Stated goal: Count the lines of the rows below that contain the string "water", matching case exactly. Reply with the number only.

=== Records for processing ===

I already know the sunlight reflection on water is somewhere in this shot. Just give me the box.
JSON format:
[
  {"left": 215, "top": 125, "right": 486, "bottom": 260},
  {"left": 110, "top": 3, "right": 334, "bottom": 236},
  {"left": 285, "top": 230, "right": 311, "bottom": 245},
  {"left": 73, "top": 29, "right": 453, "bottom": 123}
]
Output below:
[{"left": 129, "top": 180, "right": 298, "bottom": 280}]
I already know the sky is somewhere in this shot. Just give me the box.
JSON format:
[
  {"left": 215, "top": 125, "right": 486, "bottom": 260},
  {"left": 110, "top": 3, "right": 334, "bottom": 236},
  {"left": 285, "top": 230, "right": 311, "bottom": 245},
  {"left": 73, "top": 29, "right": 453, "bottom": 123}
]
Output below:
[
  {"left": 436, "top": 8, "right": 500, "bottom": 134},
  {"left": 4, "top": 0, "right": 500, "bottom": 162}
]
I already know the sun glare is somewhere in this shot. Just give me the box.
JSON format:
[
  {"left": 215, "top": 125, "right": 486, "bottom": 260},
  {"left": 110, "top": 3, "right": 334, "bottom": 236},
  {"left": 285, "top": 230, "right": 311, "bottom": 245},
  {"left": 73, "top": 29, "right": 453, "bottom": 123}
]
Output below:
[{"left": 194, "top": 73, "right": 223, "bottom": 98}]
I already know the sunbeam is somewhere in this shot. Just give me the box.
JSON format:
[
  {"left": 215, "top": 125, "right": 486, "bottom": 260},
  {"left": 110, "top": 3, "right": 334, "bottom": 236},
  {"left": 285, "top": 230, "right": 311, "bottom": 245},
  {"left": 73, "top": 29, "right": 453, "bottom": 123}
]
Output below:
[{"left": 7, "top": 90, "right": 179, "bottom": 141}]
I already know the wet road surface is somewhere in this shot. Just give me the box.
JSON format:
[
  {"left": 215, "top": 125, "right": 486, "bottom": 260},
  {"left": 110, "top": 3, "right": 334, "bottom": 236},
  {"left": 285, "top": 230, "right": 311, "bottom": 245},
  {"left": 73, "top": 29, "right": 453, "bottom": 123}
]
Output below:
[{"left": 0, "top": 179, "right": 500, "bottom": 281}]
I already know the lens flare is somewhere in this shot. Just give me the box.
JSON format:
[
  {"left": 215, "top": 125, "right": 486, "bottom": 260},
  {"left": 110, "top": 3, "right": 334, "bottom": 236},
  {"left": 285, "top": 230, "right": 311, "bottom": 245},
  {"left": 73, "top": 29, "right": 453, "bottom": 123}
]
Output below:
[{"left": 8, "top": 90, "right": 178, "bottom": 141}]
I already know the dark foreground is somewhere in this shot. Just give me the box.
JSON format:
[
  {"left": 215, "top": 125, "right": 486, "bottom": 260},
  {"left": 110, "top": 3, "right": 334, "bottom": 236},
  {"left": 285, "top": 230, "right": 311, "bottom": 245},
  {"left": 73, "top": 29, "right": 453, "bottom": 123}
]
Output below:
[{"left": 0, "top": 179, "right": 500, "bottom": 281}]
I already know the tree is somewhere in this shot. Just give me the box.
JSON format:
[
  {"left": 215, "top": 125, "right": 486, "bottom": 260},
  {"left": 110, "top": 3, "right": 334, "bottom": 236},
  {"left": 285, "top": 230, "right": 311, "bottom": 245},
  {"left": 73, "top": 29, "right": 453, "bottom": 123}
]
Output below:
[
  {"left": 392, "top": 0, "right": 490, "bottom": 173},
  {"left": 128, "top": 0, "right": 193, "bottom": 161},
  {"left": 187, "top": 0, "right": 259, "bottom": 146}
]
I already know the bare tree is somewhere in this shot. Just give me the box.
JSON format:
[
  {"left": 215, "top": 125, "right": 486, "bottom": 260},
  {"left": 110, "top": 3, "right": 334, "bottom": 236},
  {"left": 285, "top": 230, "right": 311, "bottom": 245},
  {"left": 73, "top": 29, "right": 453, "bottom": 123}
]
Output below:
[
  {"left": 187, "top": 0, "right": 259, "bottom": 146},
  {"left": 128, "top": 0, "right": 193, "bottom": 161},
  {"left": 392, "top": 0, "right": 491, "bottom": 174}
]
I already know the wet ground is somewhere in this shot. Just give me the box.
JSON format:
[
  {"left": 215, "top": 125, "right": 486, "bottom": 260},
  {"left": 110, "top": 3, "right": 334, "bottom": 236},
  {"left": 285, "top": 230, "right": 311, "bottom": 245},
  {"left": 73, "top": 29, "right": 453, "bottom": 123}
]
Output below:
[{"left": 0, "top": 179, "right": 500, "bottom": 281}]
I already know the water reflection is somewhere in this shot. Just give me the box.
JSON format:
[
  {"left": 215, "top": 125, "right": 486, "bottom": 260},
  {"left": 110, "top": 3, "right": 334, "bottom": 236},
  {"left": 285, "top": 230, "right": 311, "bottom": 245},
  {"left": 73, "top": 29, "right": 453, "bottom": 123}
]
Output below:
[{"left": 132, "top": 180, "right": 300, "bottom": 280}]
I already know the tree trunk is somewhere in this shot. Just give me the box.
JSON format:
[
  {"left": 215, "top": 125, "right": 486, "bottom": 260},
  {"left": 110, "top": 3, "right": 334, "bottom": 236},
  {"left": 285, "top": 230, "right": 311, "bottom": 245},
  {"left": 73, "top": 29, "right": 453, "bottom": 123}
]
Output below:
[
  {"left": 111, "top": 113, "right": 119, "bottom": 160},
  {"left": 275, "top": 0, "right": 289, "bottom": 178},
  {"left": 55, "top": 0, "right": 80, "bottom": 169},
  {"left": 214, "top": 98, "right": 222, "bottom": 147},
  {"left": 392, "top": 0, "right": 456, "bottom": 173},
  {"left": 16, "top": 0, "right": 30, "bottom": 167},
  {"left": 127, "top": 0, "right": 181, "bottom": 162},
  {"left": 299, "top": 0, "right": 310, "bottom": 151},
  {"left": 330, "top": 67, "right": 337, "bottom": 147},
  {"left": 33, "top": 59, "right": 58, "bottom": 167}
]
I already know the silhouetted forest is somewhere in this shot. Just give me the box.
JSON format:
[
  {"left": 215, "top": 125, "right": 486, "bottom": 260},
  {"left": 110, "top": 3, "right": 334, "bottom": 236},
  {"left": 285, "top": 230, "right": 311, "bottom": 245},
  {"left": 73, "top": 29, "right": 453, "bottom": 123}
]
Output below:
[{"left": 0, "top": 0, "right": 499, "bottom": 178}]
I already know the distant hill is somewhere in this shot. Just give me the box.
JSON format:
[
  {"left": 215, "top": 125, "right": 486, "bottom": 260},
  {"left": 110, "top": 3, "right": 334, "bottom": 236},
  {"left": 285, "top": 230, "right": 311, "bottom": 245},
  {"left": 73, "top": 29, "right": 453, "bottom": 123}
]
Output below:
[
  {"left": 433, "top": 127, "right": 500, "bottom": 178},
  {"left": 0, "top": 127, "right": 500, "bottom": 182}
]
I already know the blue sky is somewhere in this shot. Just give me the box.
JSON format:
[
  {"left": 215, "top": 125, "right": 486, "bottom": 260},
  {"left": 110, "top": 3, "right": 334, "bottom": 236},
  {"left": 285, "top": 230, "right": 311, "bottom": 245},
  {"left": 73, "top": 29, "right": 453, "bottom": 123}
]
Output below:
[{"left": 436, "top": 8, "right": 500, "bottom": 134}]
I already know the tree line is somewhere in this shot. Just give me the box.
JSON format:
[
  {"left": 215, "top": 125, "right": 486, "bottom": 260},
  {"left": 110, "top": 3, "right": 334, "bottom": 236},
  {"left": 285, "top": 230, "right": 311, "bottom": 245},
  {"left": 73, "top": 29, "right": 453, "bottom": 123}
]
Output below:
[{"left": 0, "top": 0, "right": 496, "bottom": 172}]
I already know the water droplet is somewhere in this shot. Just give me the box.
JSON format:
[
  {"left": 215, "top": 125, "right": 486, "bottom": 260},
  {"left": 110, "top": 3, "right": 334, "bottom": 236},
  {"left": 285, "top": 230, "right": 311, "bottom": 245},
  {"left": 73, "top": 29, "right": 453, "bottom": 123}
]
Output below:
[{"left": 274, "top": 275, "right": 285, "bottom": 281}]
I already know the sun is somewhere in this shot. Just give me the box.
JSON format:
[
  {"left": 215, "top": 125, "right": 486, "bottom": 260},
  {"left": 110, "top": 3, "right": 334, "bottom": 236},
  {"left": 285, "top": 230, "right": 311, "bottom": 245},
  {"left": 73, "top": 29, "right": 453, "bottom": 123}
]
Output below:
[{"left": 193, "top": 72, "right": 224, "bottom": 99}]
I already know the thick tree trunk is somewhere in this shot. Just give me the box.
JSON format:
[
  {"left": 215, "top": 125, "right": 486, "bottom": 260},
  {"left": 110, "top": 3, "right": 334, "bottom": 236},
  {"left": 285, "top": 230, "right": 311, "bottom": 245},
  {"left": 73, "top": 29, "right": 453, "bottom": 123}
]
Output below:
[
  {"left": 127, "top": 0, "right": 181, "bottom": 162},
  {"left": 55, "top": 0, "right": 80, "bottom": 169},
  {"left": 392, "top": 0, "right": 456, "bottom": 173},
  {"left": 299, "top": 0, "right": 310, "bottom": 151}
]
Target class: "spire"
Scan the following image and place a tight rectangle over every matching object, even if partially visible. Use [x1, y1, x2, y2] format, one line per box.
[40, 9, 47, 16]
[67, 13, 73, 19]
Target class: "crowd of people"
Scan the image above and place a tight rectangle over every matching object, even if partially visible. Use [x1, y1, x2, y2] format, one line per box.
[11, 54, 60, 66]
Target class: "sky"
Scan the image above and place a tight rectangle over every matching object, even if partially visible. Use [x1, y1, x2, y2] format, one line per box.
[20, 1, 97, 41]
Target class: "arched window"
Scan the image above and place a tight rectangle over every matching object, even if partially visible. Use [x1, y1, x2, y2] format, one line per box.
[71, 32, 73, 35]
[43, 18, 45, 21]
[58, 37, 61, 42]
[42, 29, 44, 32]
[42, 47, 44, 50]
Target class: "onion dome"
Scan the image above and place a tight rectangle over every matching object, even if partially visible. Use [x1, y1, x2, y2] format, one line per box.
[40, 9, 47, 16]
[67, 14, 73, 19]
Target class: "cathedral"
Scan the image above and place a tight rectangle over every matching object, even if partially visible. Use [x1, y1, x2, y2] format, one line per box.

===

The reply: 3